- EXERCISE TASKS
[1] In the rabbit pregnancy text, change "syringe" to "dropper" and write out the passage from "The mother rabbit usually" up to and including "for their litter.".
[2] Continue the article on rabbit pregnancy and birth, starting after its last sentence.

- SUPPLIED TEXT
[Start of Attachment]

Where should you put the box?

If you keep your rabbit indoors, place the nesting box in the middle of your rabbit’s play space. This way, it will be easier to check on your baby bunnies.

If you keep your rabbits outdoors, make sure the nesting box is protected from predators but connected to a space where the mother can get food, water, and exercise.

Also read: How To Tell If Rabbit Mating Is Successful?

What Do You Feed a Pregnant Rabbit?

Pregnancy is one of the few times that alfalfa hay and alfalfa pellets are a good choice for feeding your rabbit.

Ordinarily, alfalfa is too rich in calcium and protein for your rabbit’s kidney health. During pregnancy, however, the extra nutrients go to the developing kits.

Add alfalfa to your rabbit’s diet gradually. About 70% of your rabbit’s diet will still need to be timothy hay, and your rabbit will need constant access to fresh water.

Also read: Can You Touch/Handle a Baby Rabbit?

Dealing with Pregnancy Problems in Rabbits

Rabbits usually do not need any help with kindling, the process of giving birth.

Rabbits usually give birth in the early morning. Labor only lasts about 15 minutes.

The mother rabbit will start nursing her young about 24 hours after they are born, feeding them once a day.

There are two problems that can occur when rabbits give birth.


Sometimes the babies just won’t come out. This problem is known as dystocia.

There may be a brownish-green discharge. Contractions may be persistent.

If your rabbit strains to give birth for more than 30 minutes, your veterinarian will have to help her.

Hepatic Lipidosis

The other problem that can come up in rabbits giving birth is hepatic lipidosis.

The mother rabbit usually does not eat for a day or two before going into labor. Then her body starts making milk.

The rabbit’s body releases stored fatty acids from body fat, but the fatty acids in her bloodstream can overwhelm her liver.

When a rabbit that has just given birth is not interested in eating and doesn’t poop, hepatic lipidosis may be the cause. Ask your vet about feeding her with a syringe until she recovers.

Also read: When Can You Separate Baby Rabbits from Mother?

Frequently Asked Questions About Pregnancy and Birth in Rabbits

Q, How can I tell my rabbit is about to give birth?

A. Mother rabbits start pulling out belly fur to create a comfortable lining for their nests four or five days before they give birth. Ideally, you should give your mother rabbit a nesting box, so it can create an enclosed, safe space for their litter.

One or two days before giving birth, the mother rabbit will stop eating.

[End of Attachment]

- DATA LISTING

[Start of Attachment]

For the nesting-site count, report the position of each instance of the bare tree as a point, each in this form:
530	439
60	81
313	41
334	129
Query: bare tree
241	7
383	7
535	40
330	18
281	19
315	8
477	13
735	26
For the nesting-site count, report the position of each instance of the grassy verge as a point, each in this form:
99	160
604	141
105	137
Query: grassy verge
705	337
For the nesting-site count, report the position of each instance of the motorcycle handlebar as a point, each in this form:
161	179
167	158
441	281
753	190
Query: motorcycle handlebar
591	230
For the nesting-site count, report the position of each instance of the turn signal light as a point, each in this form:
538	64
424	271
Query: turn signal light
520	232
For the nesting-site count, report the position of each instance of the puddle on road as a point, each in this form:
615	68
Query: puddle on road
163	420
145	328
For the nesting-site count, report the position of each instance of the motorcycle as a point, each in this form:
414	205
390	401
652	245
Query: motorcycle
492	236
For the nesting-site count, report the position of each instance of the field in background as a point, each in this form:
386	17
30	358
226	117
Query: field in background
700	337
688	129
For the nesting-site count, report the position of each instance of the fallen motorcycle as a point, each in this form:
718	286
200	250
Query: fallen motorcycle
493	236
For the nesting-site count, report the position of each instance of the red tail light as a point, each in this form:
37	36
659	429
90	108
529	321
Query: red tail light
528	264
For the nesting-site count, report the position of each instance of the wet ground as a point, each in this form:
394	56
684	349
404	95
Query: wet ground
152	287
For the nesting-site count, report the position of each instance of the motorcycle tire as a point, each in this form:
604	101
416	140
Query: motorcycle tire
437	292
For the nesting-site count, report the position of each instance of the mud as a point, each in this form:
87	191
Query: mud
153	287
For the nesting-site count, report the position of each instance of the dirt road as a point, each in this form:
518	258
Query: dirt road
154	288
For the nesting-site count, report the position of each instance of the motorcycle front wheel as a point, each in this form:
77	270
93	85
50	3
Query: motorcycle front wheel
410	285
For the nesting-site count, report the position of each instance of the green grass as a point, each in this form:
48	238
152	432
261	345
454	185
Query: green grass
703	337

[End of Attachment]

- ANSWERS TO THIS EXERCISE
[1]
The mother rabbit usually does not eat for a day or two before going into labor. Then her body starts making milk.

The rabbit’s body releases stored fatty acids from body fat, but the fatty acids in her bloodstream can overwhelm her liver.

When a rabbit that has just given birth is not interested in eating and doesn’t poop, hepatic lipidosis may be the cause. Ask your vet about feeding her with a dropper until she recovers.

Also read: When Can You Separate Baby Rabbits from Mother?

Frequently Asked Questions About Pregnancy and Birth in Rabbits

Q, How can I tell my rabbit is about to give birth?

A. Mother rabbits start pulling out belly fur to create a comfortable lining for their nests four or five days before they give birth. Ideally, you should give your mother rabbit a nesting box, so it can create an enclosed, safe space for their litter.

[2]
You still need to make sure that your rabbit has access to hay and water, even if they temporarily stop eating. It is very important for the mother rabbit to have access to food and water as soon as possible after giving birth to avoid potentially fatal stress to its liver.

Q. Why do some mother rabbits eat their young?

A. Mother rabbits sometimes eat a baby bunny, or several baby bunnies, to save the lives of others.

One of the traumatic events I experienced in the third grade with my pet rabbits was a particularly cannibalistic doe.

One day, I counted 17 baby bunnies and a very thin mother rabbit in their hutch. When I got home from school, I had no baby bunnies and a mother rabbit with a swollen stomach.

A mother rabbit cannot nurse 17 kits. The maximum is about 12.

On some level, the mother rabbit realized that she could not nurse her litter and both she and her young would starve., so she ate her young. I was very upset, but she had another, smaller litter about six weeks later.

Mother rabbits sometimes also eat kits that are stillborn or die shortly after birth. This way, their bodies do not decay and give away the location of the nest to predators.

Q. Can a pregnant rabbit give me LCMV?

A. LCMV is an abbreviation for lymphocytic choriomeningitis virus. It’s an infection that pet rabbits can get from contact with mice.

The problem with LCMV isn’t when the rabbit is pregnant. It’s when the owner is pregnant.

Human babies exposed to LCMV while still in the womb can experience severe problems with neurological development during the first two years of life. Adults exposed to the virus are not as severely affected.

Pregnant women should not cuddle with pregnant rabbits, or any other rabbits. They should wear gloves when handling anything from the rabbit’s litter box.